▸ **The task**
Render every line of the records below as a JSON array of strings, one string per line, skipping any blank lines.

▸ **Data shown**

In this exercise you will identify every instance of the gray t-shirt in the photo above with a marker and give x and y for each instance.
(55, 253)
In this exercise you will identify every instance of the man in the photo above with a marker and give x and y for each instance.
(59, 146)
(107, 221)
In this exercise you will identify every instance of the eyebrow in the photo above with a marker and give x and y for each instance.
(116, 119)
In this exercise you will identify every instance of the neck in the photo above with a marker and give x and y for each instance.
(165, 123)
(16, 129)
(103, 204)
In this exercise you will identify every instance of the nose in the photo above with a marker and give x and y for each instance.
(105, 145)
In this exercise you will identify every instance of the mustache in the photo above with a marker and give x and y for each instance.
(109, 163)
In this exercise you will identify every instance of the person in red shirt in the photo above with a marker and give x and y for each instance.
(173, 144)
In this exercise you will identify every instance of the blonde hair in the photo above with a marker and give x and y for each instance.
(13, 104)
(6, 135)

▸ **Correct answer**
[
  "In this exercise you will identify every instance of the gray t-shirt in the photo above with a marker and give x and y for each instance.",
  "(55, 253)",
  "In this exercise you will identify every instance of the man in the photo above with a marker and give x and y for each instance.",
  "(59, 146)",
  "(107, 221)",
  "In this exercise you will identify every instance of the eyebrow in the photo above with a marker and give x and y for each instance.",
  "(116, 119)",
  "In this exercise you will identify every instance of the neck in the photo above with a marker and give x and y for each instance.",
  "(165, 123)",
  "(16, 129)",
  "(103, 204)",
  "In this exercise you will identify every instance of the nose in the photo above with a marker and give x and y for each instance.",
  "(105, 145)",
  "In this exercise you will identify every instance of the mustache in the photo above with a marker and give x and y for each instance.",
  "(109, 163)",
  "In this exercise you will identify every instance of the person in red shirt in the photo above with a marker and give x and y for each instance.",
  "(173, 144)",
  "In this exercise you will identify every instance of the blonde hair in the photo above with a marker and give x and y for each instance.",
  "(13, 104)",
  "(6, 135)"
]